Data for review:
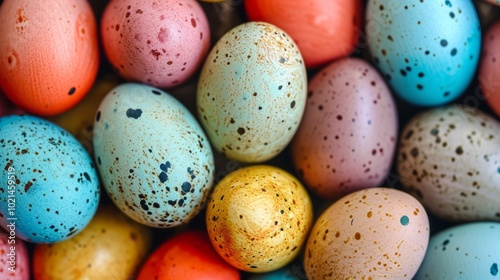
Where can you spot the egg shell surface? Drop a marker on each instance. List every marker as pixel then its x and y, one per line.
pixel 52 180
pixel 154 159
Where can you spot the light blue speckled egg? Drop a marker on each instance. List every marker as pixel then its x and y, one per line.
pixel 154 159
pixel 467 251
pixel 427 51
pixel 50 188
pixel 252 92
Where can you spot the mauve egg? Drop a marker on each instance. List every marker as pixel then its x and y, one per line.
pixel 157 42
pixel 347 137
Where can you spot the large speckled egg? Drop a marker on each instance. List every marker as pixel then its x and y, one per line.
pixel 258 218
pixel 111 247
pixel 467 251
pixel 339 149
pixel 154 159
pixel 49 54
pixel 157 42
pixel 376 233
pixel 252 92
pixel 51 187
pixel 489 70
pixel 428 58
pixel 449 158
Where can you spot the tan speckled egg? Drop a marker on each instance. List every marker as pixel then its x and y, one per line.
pixel 252 92
pixel 258 218
pixel 449 158
pixel 376 233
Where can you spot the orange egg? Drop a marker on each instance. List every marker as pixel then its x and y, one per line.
pixel 49 54
pixel 187 256
pixel 323 30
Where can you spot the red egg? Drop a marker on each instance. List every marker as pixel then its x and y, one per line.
pixel 187 256
pixel 323 30
pixel 49 54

Work request: This task asks for the data above repeated exactly, without a single picture.

Result of the exercise:
Where can you spot the egg shell surface? Drop a marker on each instance. List every marker as pixel then its x and y, one per line.
pixel 52 180
pixel 154 159
Where can you spot the light blue speckled egg? Drop a marker on each instance. List every marker as pixel then its x and y, one per line.
pixel 154 159
pixel 467 251
pixel 427 51
pixel 50 188
pixel 252 92
Where can you spot the mauve egg? Drop a marker on each instance. List every marker as pixel then its x and y, one per line.
pixel 157 42
pixel 347 137
Where can you spot the large speckled egg? Drop a marker on each instance. List every marker as pixel then its x and y, one per line.
pixel 258 218
pixel 111 247
pixel 467 251
pixel 339 149
pixel 154 159
pixel 49 54
pixel 157 42
pixel 376 233
pixel 252 92
pixel 51 187
pixel 489 70
pixel 428 58
pixel 449 158
Where can you spot the tan speckled egg? Drop a marker on each instance. List every marker as pixel then its x and y, one per line.
pixel 252 92
pixel 258 218
pixel 449 158
pixel 376 233
Where can you spot the orange egg? Drop a marker on each instance. List every marker as pixel then its x and y, one per line.
pixel 49 54
pixel 187 256
pixel 323 30
Where can you spot the red egg? Drop a marker on each instance. List every marker as pixel then its x and y, one per line.
pixel 187 256
pixel 323 30
pixel 49 54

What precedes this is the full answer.